Your goal: Switch "duvet" to "comforter" in the rows starting with the first line and going on through the line containing "498 12 689 418", and give those lines again with everything else unchanged. Leave the pictures out of your answer.

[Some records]
________

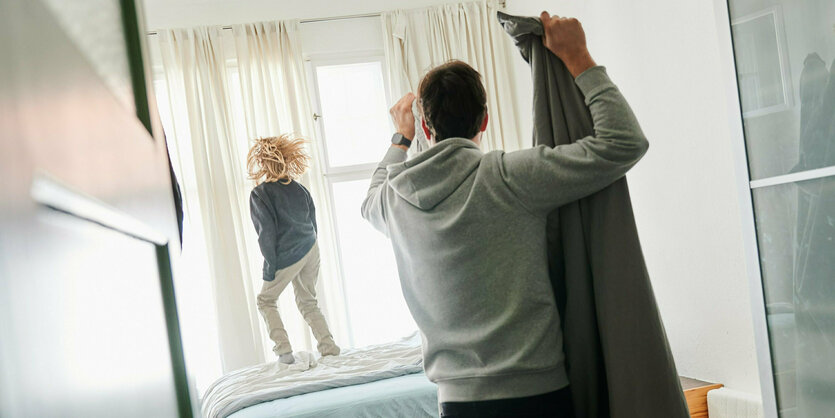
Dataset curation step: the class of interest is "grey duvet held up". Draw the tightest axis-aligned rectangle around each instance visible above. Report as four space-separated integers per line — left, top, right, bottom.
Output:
498 12 689 418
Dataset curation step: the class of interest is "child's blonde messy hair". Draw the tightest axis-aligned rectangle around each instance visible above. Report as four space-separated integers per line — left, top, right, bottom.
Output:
246 134 310 184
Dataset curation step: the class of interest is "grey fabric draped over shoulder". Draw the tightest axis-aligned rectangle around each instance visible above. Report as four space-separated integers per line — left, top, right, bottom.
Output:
498 13 689 418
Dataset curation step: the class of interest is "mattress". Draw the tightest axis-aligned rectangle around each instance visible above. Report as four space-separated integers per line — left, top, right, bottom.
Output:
230 373 438 418
202 333 429 418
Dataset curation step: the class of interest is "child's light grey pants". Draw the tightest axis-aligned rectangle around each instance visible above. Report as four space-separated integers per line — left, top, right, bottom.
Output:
258 243 339 355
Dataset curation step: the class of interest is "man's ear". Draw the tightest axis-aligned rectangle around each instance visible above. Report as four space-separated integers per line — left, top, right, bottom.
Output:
420 118 432 141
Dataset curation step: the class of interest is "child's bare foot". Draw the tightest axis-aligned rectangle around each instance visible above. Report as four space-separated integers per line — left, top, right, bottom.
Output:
317 338 341 357
278 351 296 364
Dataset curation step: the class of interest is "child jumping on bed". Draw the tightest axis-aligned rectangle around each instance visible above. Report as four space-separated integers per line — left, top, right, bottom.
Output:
247 134 339 364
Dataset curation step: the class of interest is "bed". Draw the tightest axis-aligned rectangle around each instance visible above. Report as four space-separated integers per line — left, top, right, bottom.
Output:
202 334 438 418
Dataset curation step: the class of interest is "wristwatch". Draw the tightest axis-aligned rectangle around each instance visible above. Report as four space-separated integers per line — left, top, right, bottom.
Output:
391 133 412 148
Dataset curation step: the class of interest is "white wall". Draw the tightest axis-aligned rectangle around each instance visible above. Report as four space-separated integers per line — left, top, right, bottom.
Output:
146 0 759 396
508 0 760 396
144 0 455 29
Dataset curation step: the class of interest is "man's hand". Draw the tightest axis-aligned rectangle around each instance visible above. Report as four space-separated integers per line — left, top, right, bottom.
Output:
389 93 415 139
539 12 597 77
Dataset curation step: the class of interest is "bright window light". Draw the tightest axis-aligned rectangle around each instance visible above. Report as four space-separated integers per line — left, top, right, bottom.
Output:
332 179 417 347
316 61 393 167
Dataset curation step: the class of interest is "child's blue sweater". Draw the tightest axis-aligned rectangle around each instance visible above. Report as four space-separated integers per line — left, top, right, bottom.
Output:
249 181 317 281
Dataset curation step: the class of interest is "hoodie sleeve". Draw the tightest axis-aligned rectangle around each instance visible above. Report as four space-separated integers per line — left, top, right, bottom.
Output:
249 190 278 282
362 146 406 236
500 66 649 213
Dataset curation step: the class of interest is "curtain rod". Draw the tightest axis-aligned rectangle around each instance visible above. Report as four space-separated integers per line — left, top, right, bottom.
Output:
146 0 507 35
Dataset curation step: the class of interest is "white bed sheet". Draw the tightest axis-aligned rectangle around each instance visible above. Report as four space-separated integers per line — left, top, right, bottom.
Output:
202 333 423 418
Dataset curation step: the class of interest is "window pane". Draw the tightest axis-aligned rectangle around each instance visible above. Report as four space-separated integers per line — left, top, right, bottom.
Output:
316 61 394 167
332 179 417 346
729 0 835 179
753 177 835 417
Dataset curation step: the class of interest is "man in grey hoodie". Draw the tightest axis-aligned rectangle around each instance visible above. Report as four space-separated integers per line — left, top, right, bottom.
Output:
362 12 648 417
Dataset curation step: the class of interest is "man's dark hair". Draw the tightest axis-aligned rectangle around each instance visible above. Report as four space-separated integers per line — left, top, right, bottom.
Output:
418 60 487 141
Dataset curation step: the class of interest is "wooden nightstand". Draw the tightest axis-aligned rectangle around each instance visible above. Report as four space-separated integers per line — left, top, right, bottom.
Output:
679 377 722 418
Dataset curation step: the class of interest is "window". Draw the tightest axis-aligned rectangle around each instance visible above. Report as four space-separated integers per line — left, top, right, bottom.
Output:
310 55 417 346
728 0 835 417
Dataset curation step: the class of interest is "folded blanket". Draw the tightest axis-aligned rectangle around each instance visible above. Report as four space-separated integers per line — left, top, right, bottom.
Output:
203 333 423 418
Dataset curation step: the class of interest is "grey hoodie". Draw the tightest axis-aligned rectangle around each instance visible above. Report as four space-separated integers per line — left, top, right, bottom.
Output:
362 67 648 402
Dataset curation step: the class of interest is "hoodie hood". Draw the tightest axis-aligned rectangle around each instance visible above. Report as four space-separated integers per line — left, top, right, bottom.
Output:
386 138 484 210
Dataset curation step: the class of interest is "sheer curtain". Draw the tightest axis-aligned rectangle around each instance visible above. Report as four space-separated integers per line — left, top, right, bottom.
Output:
232 20 348 353
158 27 264 383
157 21 348 387
381 2 523 151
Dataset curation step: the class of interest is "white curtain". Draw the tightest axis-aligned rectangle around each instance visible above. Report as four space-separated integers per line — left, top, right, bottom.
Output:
158 27 264 378
381 2 523 151
158 21 348 380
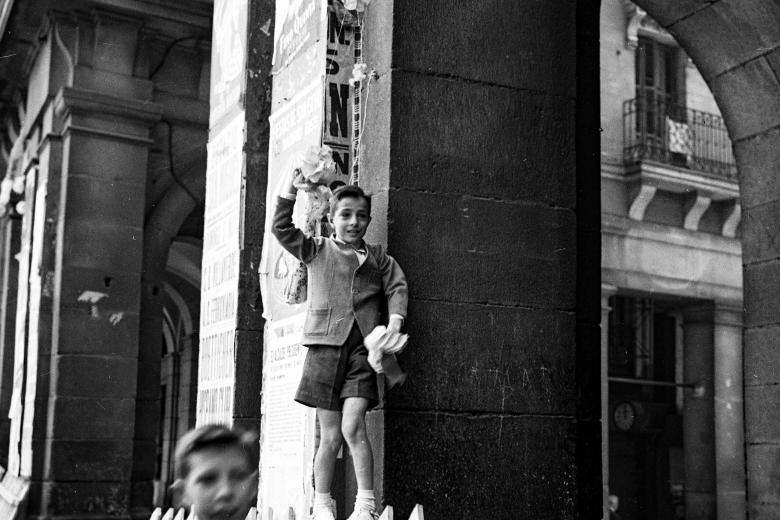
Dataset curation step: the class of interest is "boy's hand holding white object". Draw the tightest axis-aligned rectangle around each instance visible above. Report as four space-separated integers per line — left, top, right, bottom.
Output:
363 328 409 388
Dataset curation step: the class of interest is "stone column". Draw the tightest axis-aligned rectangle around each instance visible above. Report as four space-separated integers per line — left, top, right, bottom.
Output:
0 217 21 469
683 305 716 520
4 11 161 520
713 304 744 520
361 0 602 519
601 284 617 520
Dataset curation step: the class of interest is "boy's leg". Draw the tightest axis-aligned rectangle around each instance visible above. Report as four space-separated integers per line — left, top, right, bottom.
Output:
341 397 376 515
314 408 342 493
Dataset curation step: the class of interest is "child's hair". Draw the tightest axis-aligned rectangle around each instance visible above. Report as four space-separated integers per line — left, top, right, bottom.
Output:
330 184 371 215
174 424 259 479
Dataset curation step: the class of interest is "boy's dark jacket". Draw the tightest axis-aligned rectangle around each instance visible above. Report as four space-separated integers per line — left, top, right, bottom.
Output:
271 197 408 346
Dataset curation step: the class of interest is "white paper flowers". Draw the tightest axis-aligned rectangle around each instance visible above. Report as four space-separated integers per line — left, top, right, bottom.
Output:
349 63 366 87
300 145 336 184
344 0 371 13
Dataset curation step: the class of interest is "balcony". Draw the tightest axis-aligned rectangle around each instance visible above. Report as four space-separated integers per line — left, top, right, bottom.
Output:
623 96 741 237
623 98 737 181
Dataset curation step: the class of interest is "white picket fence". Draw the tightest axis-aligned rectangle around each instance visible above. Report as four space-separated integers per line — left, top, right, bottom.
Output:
149 504 425 520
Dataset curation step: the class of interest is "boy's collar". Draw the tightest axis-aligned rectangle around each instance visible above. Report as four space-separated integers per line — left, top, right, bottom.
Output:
330 233 368 254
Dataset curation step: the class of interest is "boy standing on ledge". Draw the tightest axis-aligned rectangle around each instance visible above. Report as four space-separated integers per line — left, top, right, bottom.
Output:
272 176 408 520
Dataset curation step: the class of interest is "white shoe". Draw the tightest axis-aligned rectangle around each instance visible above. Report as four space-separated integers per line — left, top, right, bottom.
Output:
347 509 379 520
311 509 336 520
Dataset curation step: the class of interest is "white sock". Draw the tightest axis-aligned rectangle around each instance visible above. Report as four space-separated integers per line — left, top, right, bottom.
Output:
355 489 376 512
314 491 331 511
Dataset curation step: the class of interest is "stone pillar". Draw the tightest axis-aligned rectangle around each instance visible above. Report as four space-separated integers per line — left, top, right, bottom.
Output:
1 11 160 520
713 304 746 520
361 0 602 519
0 218 21 469
683 305 716 520
601 284 617 520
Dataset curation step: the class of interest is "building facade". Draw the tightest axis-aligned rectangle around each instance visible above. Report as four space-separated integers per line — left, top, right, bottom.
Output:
0 0 780 520
600 0 745 519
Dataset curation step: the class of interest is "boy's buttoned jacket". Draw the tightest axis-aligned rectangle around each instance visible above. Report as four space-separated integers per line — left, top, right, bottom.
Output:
271 197 408 346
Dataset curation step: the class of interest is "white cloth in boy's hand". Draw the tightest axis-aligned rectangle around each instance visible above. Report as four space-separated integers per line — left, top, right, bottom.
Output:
363 325 409 374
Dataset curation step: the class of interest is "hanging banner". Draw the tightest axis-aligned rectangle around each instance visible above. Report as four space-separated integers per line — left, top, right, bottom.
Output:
209 0 249 128
272 0 324 74
322 0 355 178
196 0 249 425
197 111 244 425
258 0 327 518
259 313 316 518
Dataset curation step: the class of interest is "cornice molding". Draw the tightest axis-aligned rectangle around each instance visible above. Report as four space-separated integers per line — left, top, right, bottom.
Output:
54 87 163 125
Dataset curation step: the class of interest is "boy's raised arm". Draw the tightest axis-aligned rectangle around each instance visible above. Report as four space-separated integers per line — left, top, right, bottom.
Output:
271 175 317 262
377 249 409 331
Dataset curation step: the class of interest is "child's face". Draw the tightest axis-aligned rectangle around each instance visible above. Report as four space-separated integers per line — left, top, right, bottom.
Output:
182 446 257 520
330 197 371 246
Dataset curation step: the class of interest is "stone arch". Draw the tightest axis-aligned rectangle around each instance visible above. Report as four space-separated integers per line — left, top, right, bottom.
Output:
635 0 780 519
128 147 206 510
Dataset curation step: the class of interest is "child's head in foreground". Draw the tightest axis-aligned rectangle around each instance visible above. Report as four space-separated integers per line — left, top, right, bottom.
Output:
174 424 258 520
329 185 371 245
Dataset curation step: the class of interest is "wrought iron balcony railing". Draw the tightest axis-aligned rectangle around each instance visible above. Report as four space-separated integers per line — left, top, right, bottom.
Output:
623 97 737 180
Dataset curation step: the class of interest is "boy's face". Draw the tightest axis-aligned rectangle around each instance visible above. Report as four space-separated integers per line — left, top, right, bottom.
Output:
330 197 371 246
182 446 257 520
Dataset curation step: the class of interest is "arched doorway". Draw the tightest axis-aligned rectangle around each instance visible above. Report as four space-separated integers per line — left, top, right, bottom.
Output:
154 238 202 506
608 0 780 519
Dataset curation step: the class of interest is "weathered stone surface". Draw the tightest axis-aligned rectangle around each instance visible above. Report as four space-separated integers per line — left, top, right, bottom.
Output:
744 260 780 327
384 410 577 520
710 58 780 141
660 0 780 79
66 133 148 186
734 119 780 210
390 71 575 207
49 397 135 440
744 325 780 386
65 175 145 228
54 355 139 398
745 385 780 444
388 191 575 309
393 0 576 97
49 439 133 482
576 321 601 421
233 330 263 420
63 219 143 275
394 300 576 414
742 199 780 263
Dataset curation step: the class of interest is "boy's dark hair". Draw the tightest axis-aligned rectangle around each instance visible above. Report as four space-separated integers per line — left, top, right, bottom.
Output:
330 184 371 215
174 424 259 479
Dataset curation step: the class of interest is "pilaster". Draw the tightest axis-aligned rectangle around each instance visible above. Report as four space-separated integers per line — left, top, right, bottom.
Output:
600 284 617 520
713 302 746 520
683 304 716 520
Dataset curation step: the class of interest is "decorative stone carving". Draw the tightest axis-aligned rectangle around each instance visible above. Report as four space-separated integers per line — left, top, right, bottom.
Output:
628 183 657 220
683 193 712 231
623 0 647 49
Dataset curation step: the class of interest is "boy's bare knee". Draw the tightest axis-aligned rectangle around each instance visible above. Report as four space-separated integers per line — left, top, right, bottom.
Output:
341 417 366 446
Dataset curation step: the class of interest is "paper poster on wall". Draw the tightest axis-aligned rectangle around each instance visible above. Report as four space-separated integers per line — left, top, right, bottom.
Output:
260 314 315 518
260 80 323 321
209 0 249 124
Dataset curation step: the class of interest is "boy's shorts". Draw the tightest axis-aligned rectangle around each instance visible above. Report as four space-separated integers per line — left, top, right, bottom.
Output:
295 323 379 410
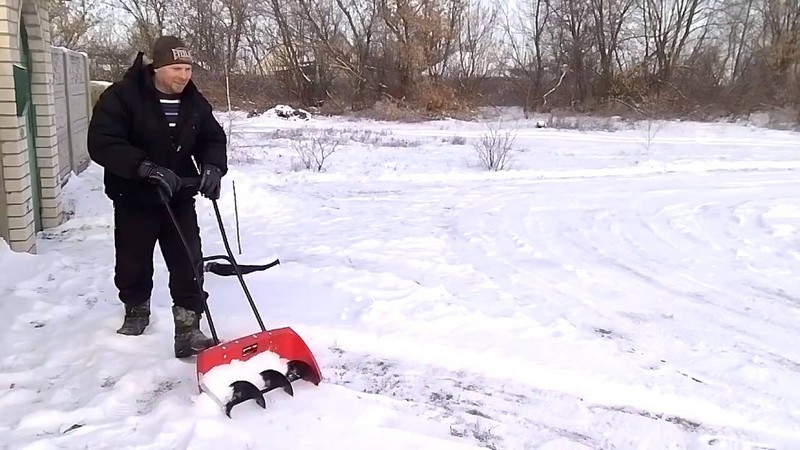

________

Answer to the task:
Dataset curation step: the class of interest is "grey comforter held up". Draw the tightest axis-aligned rectangle around each instance visible above. Report as four space-separated integers per line — left, top, right, bottom.
Output:
498 12 689 418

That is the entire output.